__TASK DESCRIPTION__
Images must not appear in your copy; reproduce every other part of the records exactly.

__EXCERPTED RECORDS__
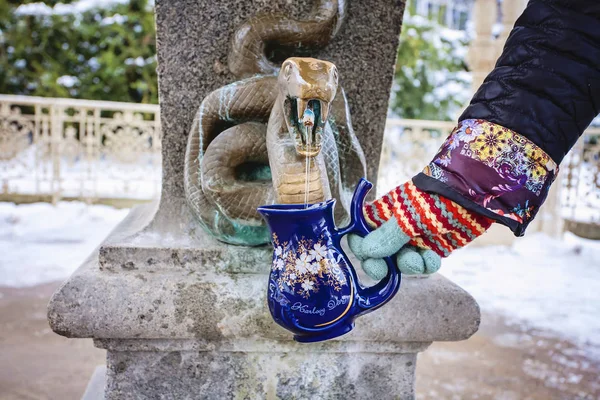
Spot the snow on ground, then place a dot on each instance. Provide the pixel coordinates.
(541, 282)
(43, 243)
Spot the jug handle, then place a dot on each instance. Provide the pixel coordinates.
(373, 297)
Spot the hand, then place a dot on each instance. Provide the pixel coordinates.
(416, 226)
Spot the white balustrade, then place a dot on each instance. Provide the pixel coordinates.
(94, 150)
(63, 148)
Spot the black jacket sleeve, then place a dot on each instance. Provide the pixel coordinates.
(542, 94)
(546, 83)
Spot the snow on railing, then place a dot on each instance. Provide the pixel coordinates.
(63, 148)
(409, 144)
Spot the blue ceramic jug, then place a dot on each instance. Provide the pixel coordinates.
(313, 289)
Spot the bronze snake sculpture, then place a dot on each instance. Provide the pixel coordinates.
(250, 139)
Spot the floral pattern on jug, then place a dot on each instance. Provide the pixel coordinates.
(306, 267)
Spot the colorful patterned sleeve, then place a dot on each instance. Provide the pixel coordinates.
(491, 170)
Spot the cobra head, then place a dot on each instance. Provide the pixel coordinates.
(308, 87)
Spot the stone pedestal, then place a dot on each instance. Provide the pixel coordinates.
(183, 316)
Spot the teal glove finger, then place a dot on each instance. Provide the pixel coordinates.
(376, 268)
(384, 241)
(432, 260)
(355, 244)
(410, 261)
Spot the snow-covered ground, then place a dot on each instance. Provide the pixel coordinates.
(43, 243)
(539, 282)
(543, 283)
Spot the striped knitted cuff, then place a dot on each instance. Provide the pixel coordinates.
(431, 221)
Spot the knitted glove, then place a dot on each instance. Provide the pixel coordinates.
(430, 225)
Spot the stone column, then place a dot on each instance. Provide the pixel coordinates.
(182, 315)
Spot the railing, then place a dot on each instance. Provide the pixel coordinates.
(89, 150)
(93, 150)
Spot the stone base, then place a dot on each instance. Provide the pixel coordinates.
(181, 320)
(95, 388)
(259, 370)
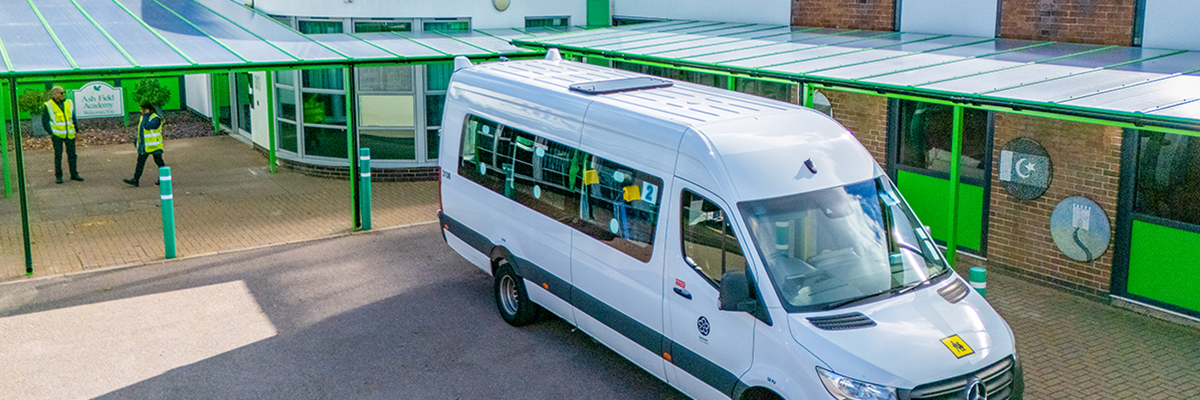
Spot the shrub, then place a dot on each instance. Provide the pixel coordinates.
(149, 90)
(31, 101)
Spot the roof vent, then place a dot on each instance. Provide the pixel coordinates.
(843, 322)
(618, 85)
(954, 292)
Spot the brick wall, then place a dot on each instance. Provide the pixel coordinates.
(1097, 22)
(867, 117)
(1086, 162)
(870, 15)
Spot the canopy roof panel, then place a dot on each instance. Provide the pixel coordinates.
(1125, 84)
(55, 37)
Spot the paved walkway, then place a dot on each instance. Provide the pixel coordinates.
(225, 200)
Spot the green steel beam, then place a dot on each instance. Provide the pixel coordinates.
(111, 40)
(952, 242)
(273, 147)
(55, 37)
(21, 177)
(156, 33)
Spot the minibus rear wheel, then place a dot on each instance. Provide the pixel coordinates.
(511, 299)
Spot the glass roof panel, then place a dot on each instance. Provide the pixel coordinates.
(875, 54)
(29, 46)
(352, 47)
(270, 30)
(141, 43)
(489, 42)
(1189, 111)
(1039, 72)
(247, 46)
(1145, 97)
(84, 42)
(445, 45)
(923, 59)
(402, 46)
(185, 37)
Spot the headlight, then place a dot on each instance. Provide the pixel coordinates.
(844, 388)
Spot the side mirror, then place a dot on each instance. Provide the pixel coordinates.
(735, 293)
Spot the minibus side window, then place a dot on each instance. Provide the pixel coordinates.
(619, 206)
(709, 245)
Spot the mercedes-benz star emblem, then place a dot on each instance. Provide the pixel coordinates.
(976, 389)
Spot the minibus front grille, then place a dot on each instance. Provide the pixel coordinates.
(954, 292)
(843, 322)
(997, 378)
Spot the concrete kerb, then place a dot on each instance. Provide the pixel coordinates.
(155, 262)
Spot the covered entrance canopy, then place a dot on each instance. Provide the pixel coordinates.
(1132, 87)
(55, 40)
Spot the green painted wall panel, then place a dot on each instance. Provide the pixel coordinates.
(929, 198)
(1163, 264)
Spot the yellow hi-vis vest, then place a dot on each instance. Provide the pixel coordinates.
(61, 124)
(151, 139)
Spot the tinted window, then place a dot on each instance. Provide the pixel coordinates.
(604, 200)
(709, 245)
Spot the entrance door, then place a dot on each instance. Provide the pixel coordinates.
(711, 348)
(244, 95)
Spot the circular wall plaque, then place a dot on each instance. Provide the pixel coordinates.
(1080, 228)
(1025, 168)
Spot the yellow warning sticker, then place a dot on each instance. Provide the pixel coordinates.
(958, 346)
(591, 177)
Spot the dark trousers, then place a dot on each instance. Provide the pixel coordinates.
(142, 163)
(58, 156)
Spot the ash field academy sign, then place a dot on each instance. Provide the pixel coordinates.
(99, 100)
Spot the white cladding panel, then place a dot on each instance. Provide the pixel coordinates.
(481, 12)
(1171, 24)
(778, 12)
(949, 17)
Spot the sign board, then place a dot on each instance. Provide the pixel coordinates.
(99, 100)
(1080, 228)
(1025, 168)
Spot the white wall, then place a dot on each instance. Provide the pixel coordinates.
(777, 12)
(949, 17)
(1171, 24)
(198, 94)
(481, 12)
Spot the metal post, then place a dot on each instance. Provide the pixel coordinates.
(952, 242)
(4, 156)
(168, 212)
(271, 123)
(21, 174)
(365, 186)
(352, 145)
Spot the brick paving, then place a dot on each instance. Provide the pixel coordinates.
(225, 200)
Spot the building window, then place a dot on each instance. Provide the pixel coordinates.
(447, 25)
(377, 25)
(549, 22)
(1168, 181)
(925, 138)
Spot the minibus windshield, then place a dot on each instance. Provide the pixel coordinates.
(840, 245)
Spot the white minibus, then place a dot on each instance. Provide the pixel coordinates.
(731, 245)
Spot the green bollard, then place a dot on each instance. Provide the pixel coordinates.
(168, 212)
(979, 280)
(365, 186)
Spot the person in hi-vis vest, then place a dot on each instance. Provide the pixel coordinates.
(149, 142)
(60, 123)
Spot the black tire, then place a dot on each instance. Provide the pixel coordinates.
(511, 299)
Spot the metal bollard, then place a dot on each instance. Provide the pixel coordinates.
(168, 212)
(979, 280)
(365, 186)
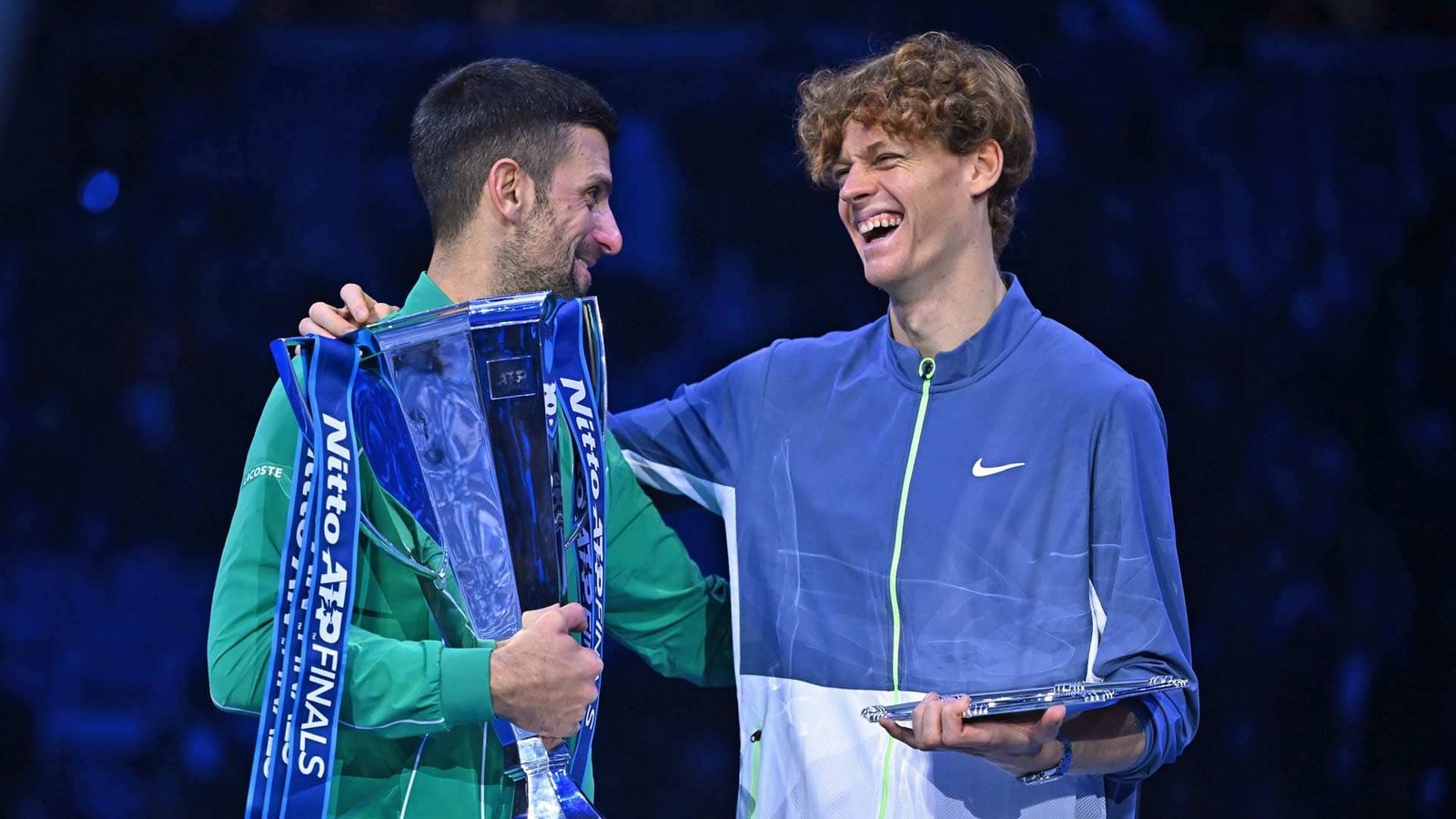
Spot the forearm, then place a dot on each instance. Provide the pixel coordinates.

__COMPLETE ANSWER__
Spot the snow on ground, then place a dot on each instance. Provide the pixel coordinates.
(541, 282)
(43, 243)
Spot the jug handle, then place a dot on each instance. Provide the pixel coordinates.
(373, 297)
Spot the hand, then place a dot on each instance. Provide the pixel coordinates.
(416, 226)
Spot the white balustrade, then place a dot on each instance. Provide the pixel coordinates.
(94, 150)
(63, 148)
Spot the black jacket sleeve, then place a dot on each instance. Provide the pixel coordinates.
(542, 94)
(546, 83)
Spot the snow on railing, then place a dot on each instance. Provide the pixel coordinates.
(63, 148)
(409, 144)
Spot the blue ceramic jug, then place a dot on each instance. Provide the pixel coordinates.
(313, 289)
Spot the bronze snake sculpture, then place a dot on each instance. Provide the pixel coordinates.
(250, 139)
Spot the floral pattern on jug, then place a dot on each instance. Provide the pixel coordinates.
(306, 267)
Spot the colorful patterned sleeve, then place a dot on each instance. Provide the pixel coordinates.
(491, 170)
Spot the cobra head, then place a dot on each instance. Provide the pixel coordinates.
(308, 87)
Spot the stone pedestal, then place a dot on each instance. Provide the pixel coordinates.
(183, 316)
Spot the teal glove finger, then place a dot on each instance. Provide the pixel coordinates.
(376, 268)
(384, 241)
(432, 260)
(355, 244)
(410, 261)
Spot the snow-covered ground, then place a dot on each instance. Provide the pixel coordinates.
(43, 243)
(539, 282)
(543, 283)
Spot the striped knitted cuff, then place a dot on each instance. Provide the pixel coordinates.
(431, 221)
Spot the knitted glove, then place a dot on each instance. Provide the pixel coordinates.
(430, 225)
Spot the stone column, then place a dot on each instance. Provide the pixel coordinates.
(182, 315)
Spot the railing, then place a dot on each instance. Provide the pixel coordinates.
(89, 150)
(93, 150)
Spot the stone base, then place a dot on each instance. Provide the pixel coordinates.
(181, 320)
(95, 388)
(259, 370)
Spot the shrub, then place a dot on each instance. Provide the pixel coordinates.
(149, 90)
(31, 101)
Spot the roof vent, then place a dot on each instance. Provide the pixel coordinates.
(843, 322)
(618, 85)
(954, 292)
Spot the brick wall, then place a dot on each instance. Provide the pixel coordinates.
(1097, 22)
(867, 117)
(1086, 162)
(870, 15)
Spot the canopy roof panel, then place a dot on each instance. Provide the pixel coordinates.
(1125, 84)
(55, 37)
Spot the paved walkway, then place a dot on each instance. Provide the pixel coordinates.
(225, 200)
Spot the green steel beam, then place a dot on each instance. Provide the pixel coordinates.
(111, 40)
(952, 242)
(273, 147)
(55, 37)
(21, 177)
(156, 33)
Spot the minibus rear wheel, then place a dot on each instance. Provide the pixel coordinates.
(511, 299)
Spot the glass roof panel, then place a dot on each instance. Provide the pixel coordinates.
(875, 54)
(29, 46)
(352, 47)
(270, 30)
(141, 43)
(489, 42)
(1189, 111)
(1039, 72)
(247, 46)
(1145, 97)
(84, 42)
(445, 45)
(923, 59)
(402, 46)
(185, 37)
Spot the headlight, then place a dot on each instance. Provide the pixel coordinates.
(844, 388)
Spot the side mirror, then place a dot on each instance. Provide the pixel coordinates.
(735, 293)
Spot the minibus side window, then place a dot on each instance. Provide the pixel coordinates.
(619, 206)
(709, 245)
Spot the mercedes-benz star emblem, then place a dot on each instance. Provide the pixel coordinates.
(976, 389)
Spot the minibus front grille, then place a dot on each instance. Provide the pixel coordinates.
(954, 292)
(843, 322)
(997, 378)
Spot the concrete kerb, then place a dot on each instance. Provide the pixel coordinates.
(155, 262)
Spot the covered entrance canopy, then place a dot on each instance. Provide the pixel coordinates.
(1132, 87)
(55, 40)
Spot the green painted wall panel, then place a dot on each instance. Provide the pixel coordinates.
(929, 198)
(1163, 264)
Spot the yellow hi-vis vest, then place a dot on each instance. Provide the pixel coordinates.
(61, 124)
(151, 139)
Spot the tinted window, then place a dot on each instance. Provide the pixel coordinates.
(604, 200)
(709, 245)
Spot the entrance door, then place a dot on each instance. Provide the pixel coordinates.
(711, 348)
(244, 95)
Spot the circular wall plaque, then place a dot on each instance. Provide the pixel coordinates.
(1080, 228)
(1025, 168)
Spot the yellow warning sticker, then place a dot on each instance. Provide the pixel coordinates.
(958, 346)
(591, 177)
Spot the dark trousers, then place a dot on each instance. Provide the pixel coordinates.
(142, 163)
(58, 156)
Spot the ash field academy sign, then place a dot on each instance. Provide the pixel coordinates.
(99, 100)
Spot the white cladding panel, then place a dot on each instance. Provide the pixel coordinates.
(481, 12)
(1171, 24)
(778, 12)
(949, 17)
Spot the sign board, then place a dot on each instance. Provide the pixel coordinates.
(99, 100)
(1080, 228)
(1025, 168)
Spot the white wall, then place a dot on each instance. Provide the pixel coordinates.
(777, 12)
(949, 17)
(1171, 24)
(198, 94)
(481, 12)
Spot the metal post, then place a dot on each instance. Provide the pixel coordinates.
(952, 242)
(4, 156)
(168, 212)
(271, 123)
(21, 174)
(365, 186)
(352, 145)
Spot the brick paving, then place a dot on each instance. Provide the pixel coordinates.
(225, 200)
Spot the building window, then place a dot on each instance. Provide the pixel coordinates.
(447, 25)
(377, 25)
(549, 22)
(1168, 181)
(925, 138)
Spot the minibus windshield, then place a dot on each instance. Provide the pixel coordinates.
(840, 245)
Spot the white minibus, then place a dot on each instance. Provide the pixel coordinates.
(731, 245)
Spot the green bollard, then place a dot on each instance. Provide the pixel coordinates.
(168, 212)
(979, 280)
(365, 186)
Spot the person in hi-vis vest, then place a dot on each instance. Provide the pixel coordinates.
(149, 142)
(60, 123)
Spot the black tire, then place a dot on each instance. Provide the pixel coordinates.
(511, 299)
Spot the metal bollard, then place a dot on each instance. Provide the pixel coordinates.
(168, 212)
(979, 280)
(365, 186)
Spot the forearm, then place a dot on each instance. Provide the pixel coordinates.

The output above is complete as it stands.